■ TO DO
Give the part of the items that opens with the line containing "indicate the lower" and runs through the final line of the items as a numbered list, with blank lines left out.
◆ ◆ ◆ ◆ ◆ ◆ ◆
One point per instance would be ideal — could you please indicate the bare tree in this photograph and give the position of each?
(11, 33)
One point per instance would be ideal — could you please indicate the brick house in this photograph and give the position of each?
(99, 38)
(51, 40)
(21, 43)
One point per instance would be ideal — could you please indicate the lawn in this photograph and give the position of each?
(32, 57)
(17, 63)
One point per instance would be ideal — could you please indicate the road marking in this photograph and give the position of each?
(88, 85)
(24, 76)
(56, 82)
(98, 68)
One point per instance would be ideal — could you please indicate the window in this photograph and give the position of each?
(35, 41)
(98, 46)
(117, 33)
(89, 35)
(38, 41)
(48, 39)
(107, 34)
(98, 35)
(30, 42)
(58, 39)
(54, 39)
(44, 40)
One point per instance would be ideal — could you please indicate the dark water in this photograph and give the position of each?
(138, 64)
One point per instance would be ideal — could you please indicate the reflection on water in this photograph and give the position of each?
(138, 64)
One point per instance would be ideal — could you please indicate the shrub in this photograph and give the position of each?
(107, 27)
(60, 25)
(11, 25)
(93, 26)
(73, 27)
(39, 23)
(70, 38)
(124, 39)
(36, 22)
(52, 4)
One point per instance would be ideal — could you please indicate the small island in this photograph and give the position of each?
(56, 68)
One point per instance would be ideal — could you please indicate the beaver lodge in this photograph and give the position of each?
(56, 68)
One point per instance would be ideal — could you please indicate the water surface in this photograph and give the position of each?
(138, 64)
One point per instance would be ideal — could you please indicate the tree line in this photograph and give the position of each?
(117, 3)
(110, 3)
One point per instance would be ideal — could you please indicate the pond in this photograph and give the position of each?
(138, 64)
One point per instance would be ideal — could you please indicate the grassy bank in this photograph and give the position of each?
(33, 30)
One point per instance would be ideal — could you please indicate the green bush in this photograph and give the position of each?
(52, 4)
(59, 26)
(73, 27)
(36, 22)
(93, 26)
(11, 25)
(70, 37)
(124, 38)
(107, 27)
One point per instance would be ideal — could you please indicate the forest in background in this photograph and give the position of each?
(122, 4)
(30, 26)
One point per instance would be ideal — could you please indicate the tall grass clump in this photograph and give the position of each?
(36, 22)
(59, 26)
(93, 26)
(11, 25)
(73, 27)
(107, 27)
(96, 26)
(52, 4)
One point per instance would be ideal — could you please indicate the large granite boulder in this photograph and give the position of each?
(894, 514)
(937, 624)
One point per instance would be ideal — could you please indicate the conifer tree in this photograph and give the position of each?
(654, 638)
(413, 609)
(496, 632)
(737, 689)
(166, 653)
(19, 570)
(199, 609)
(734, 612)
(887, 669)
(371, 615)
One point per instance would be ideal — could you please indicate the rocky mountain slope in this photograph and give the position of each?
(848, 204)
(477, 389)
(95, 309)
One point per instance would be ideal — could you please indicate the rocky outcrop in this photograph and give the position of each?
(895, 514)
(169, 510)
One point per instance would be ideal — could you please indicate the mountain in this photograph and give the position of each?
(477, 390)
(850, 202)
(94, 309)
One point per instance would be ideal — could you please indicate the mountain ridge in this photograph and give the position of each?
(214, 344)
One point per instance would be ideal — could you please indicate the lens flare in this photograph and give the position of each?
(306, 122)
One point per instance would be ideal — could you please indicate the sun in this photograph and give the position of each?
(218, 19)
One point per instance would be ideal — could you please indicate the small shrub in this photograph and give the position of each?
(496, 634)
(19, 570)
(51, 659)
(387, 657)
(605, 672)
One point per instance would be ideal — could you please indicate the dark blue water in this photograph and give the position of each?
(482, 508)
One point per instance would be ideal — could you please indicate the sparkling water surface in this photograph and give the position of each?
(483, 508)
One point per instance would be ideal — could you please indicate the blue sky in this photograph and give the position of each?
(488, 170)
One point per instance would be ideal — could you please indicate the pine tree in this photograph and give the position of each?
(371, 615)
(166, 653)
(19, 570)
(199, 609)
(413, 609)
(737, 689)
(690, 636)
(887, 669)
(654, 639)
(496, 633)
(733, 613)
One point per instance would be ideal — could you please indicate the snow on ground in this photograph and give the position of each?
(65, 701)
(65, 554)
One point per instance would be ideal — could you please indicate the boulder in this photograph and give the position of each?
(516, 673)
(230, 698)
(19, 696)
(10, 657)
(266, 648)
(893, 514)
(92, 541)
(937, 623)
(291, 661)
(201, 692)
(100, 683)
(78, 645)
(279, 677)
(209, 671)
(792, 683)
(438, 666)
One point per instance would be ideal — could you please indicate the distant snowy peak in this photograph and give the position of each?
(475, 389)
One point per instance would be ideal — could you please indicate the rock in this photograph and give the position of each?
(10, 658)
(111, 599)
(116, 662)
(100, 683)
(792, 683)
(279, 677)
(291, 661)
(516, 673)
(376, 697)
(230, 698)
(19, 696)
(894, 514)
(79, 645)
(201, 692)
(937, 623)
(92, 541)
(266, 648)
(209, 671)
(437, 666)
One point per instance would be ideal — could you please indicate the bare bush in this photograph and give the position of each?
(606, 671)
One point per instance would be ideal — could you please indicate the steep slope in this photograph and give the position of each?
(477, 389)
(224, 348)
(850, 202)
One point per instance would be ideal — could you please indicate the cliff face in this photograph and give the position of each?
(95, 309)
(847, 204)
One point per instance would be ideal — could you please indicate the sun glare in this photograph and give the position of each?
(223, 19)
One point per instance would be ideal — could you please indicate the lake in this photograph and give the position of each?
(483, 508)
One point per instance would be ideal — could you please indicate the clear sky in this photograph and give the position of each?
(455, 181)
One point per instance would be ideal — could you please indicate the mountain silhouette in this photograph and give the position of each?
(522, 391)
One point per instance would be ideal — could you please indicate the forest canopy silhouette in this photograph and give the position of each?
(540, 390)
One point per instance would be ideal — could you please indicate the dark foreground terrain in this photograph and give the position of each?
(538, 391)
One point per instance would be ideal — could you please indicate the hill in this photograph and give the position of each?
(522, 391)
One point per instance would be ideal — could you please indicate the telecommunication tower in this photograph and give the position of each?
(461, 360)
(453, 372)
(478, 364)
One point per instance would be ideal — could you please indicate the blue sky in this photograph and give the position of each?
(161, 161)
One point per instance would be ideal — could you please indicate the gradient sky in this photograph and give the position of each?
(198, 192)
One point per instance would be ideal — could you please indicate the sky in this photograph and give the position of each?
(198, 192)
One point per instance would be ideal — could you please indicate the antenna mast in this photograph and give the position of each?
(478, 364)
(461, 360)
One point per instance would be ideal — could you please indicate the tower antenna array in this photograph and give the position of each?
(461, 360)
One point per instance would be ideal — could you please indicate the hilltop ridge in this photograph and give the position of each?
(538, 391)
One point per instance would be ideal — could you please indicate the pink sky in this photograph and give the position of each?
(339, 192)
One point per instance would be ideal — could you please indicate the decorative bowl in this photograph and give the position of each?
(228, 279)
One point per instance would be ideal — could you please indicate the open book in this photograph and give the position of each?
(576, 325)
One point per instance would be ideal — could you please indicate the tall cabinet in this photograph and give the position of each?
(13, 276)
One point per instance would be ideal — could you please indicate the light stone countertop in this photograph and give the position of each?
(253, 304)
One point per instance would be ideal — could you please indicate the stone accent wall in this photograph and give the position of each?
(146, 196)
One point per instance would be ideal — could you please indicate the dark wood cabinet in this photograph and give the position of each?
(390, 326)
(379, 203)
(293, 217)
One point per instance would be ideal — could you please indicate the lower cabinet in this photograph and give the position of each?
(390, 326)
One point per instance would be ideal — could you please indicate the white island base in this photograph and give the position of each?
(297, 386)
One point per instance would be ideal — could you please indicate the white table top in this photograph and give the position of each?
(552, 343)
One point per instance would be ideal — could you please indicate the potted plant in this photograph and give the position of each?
◆ ◆ ◆ ◆ ◆ ◆ ◆
■ ANSWER
1. One point per instance would be ideal — could you please indicate the lower cabinet in this photograph and give the position of each?
2. (390, 326)
3. One point per instance would be ideal — could you please indicate the white island base in this photograph and give the position of each?
4. (297, 386)
5. One point per instance would be ideal — could you please indicate the white table top in this photograph and give the position of each?
6. (552, 343)
7. One point per instance would be ideal — could you please indicate the potted plant in this photograph and give the position of each?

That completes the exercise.